Pointing dataset records:
=-=-=-=-=
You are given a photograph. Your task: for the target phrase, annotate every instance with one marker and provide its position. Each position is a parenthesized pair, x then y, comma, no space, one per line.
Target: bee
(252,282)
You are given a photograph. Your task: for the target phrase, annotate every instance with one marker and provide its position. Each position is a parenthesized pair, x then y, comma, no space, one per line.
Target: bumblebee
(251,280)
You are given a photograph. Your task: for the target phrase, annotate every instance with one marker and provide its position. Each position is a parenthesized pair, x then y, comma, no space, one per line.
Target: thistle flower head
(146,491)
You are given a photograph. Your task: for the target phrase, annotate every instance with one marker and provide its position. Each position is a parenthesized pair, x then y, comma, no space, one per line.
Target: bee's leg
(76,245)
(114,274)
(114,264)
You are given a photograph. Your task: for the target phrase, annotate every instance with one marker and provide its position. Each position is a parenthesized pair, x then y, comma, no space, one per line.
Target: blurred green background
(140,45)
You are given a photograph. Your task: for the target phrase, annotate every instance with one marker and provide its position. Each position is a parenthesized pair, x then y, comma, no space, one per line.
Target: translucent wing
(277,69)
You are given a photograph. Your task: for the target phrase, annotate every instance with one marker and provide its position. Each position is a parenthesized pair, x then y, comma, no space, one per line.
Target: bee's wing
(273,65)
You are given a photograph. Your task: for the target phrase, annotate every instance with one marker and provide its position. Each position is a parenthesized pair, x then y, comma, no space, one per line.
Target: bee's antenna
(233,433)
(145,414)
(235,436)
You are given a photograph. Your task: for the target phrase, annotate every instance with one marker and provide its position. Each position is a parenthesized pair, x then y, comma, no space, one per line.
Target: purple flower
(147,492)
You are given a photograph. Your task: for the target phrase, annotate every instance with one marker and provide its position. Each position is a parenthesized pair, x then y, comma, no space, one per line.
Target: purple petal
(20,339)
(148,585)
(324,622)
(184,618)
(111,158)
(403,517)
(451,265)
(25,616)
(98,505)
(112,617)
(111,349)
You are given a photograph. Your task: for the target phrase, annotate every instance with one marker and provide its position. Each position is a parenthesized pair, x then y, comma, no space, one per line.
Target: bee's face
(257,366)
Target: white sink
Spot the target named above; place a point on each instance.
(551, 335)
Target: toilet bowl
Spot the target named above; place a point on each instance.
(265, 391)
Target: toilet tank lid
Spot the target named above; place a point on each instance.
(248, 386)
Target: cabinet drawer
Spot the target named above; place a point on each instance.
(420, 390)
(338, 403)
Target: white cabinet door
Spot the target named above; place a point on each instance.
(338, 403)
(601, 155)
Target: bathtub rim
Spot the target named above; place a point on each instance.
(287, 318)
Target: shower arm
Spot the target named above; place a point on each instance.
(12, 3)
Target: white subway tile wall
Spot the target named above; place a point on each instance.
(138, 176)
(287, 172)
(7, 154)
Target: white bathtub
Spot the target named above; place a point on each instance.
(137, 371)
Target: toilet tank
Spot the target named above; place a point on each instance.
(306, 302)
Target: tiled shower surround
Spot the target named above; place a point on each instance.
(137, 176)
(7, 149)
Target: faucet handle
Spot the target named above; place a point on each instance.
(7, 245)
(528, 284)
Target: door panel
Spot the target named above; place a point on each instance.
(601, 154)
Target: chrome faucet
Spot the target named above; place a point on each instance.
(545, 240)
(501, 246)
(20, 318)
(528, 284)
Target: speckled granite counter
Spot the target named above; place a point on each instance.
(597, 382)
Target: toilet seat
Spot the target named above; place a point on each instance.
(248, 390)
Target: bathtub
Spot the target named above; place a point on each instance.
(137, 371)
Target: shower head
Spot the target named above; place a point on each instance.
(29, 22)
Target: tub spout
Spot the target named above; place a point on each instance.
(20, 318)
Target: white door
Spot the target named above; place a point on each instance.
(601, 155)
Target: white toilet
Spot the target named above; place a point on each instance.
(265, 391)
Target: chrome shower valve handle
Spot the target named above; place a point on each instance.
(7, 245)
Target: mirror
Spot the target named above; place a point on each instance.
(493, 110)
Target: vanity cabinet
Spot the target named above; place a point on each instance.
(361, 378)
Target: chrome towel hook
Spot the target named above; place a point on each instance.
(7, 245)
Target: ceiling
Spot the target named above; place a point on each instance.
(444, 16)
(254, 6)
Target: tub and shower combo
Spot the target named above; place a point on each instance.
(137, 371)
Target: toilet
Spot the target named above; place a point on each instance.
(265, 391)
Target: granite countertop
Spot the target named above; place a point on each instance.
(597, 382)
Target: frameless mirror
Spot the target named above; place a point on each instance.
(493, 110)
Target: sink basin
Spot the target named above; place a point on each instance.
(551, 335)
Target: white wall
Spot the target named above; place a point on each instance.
=-=-=-=-=
Transcribe the data. Leave every line exactly as it is.

You are given a photograph. Your task: for the target phrase, annotate every instance with one marker and provide its position. Each position is a parenthesized pair, x then y, comma, no space, one per line.
Target: bee
(252,282)
You are given a photograph. Your task: for the target phrase, annotate every instance with one marker and provide its position. Each position is a parenthesized pair, x then y, comma, no space, one per line.
Target: bumblebee
(251,280)
You are given a photograph. Your task: for the target phrase, annotate every instance with one marker and provide its position. Each position is a parenthesized pair, x then y, comma, no space, one per line.
Target: thistle flower head
(146,491)
You are given a photograph. Your task: for the target phrase, annotate every instance with one marker and provide its position. Each position is a parenthesized pair, x then y, comma, no space, one per line.
Target: bee's leg
(76,245)
(114,274)
(114,264)
You are given a photograph. Your task: for the target phrase, annotate every instance with one marker and provide its position. Each position is a parenthesized pair, x then y, comma, no space, one per line.
Target: blurred green background
(140,45)
You are given a photograph. Your task: for the target phrase, annotate every instance with one marker and provide its position. Each position is a parenthesized pair, x then y, comma, no space, one per line.
Target: translucent wing
(277,69)
You are given a photograph. Your task: for the target phrase, annotate every instance with one marker and provide its position. Each position is a parenthesized pair, x then y, comma, no space, one per line.
Target: bee's wing
(273,65)
You are given a photograph. Your task: for the target phrase, annotate every instance with one marker and provide its position. Each position is a parenthesized pair, x then y, comma, no space, one per line.
Target: bee's antenna
(233,433)
(145,414)
(235,436)
You are given a photograph. Your task: for the target phrase, annotate every instance with one marker and provide its position. Each position is a parenthesized pair, x then y, comma, no space, one per line.
Target: purple flower
(147,492)
You are given a photograph. Your task: for the target phrase, annotate every instance with one marker and provide its position. Each position is a parenthesized pair, x then y, comma, no space, one per line.
Target: purple petal
(20,339)
(148,585)
(324,622)
(184,618)
(111,158)
(403,517)
(451,265)
(25,616)
(98,505)
(112,617)
(111,349)
You are given a photograph. Your task: for the target phrase, annotate every instance with one marker and provide its position. Each position is a parenthesized pair, x then y, comma, no space, one per line.
Target: bee's face
(257,366)
Target: white sink
Spot the target named above; place a point on each instance.
(551, 335)
Target: toilet bowl
Spot the target named above; place a point on each instance.
(265, 391)
Target: toilet tank lid
Spot the target named above; place a point on each instance.
(248, 386)
Target: cabinet drawer
Spot the target named above; place a point on each instance.
(420, 390)
(338, 403)
Target: white cabinet door
Spot the target named above; place a point on each instance.
(338, 403)
(601, 155)
Target: bathtub rim
Spot the target named above; place a point on each instance.
(287, 318)
Target: shower arm
Spot the target named above; place a point on each instance.
(12, 3)
Target: white subway tile wall
Spot the target named above; place a point on each instance.
(138, 176)
(287, 172)
(7, 154)
Target: white bathtub
Spot the target named above; place a point on each instance.
(137, 371)
Target: toilet tank
Spot the target named above; place a point on each instance.
(306, 302)
Target: tiled shower surround
Spot the target named above; place a point on each instance.
(137, 176)
(7, 149)
Target: faucet handle
Spot the target named above; place a point on each instance.
(7, 245)
(528, 284)
Target: door panel
Spot the target named above; place a point on each instance.
(601, 154)
Target: chrome faucet
Spot the target named above; place a point on each instance.
(545, 240)
(501, 246)
(20, 318)
(528, 284)
Target: speckled granite counter
Spot the target named above; place a point on each instance.
(597, 382)
Target: toilet seat
Spot the target named above; place a point on each instance.
(248, 390)
Target: bathtub
Spot the target named above; place a point on each instance.
(137, 371)
Target: shower head
Spot the target named above; place a point on each instance.
(29, 22)
Target: tub spout
Spot the target named above; place a point on each instance.
(20, 318)
Target: white door
Spot the target named above; place a point on each instance.
(601, 155)
Target: white toilet
Spot the target named above; place a point on each instance.
(265, 391)
Target: chrome shower valve handle
Spot the target named above; place a point on each instance.
(7, 245)
Target: mirror
Spot the target named above; place a point on each instance.
(493, 110)
Target: vanity cabinet
Spot the target named above; place a point on each instance.
(361, 378)
Target: chrome towel hook
Spot the target named above; place a point on each instance.
(7, 245)
Target: ceiling
Spot the target named above; place a point on each instance.
(444, 16)
(254, 6)
Target: tub and shower combo
Spot the target named above; place a point on each instance.
(137, 371)
Target: toilet
Spot the target named above; place a point on each instance.
(265, 391)
Target: granite countertop
Spot the target named above; place a point on each instance.
(597, 382)
Target: frameless mirror
Spot the target named above; place a point on each instance.
(493, 110)
Target: sink basin
Spot the target named above; place a point on each instance.
(551, 335)
Target: white wall
Spot the target named above; place a point on each instance.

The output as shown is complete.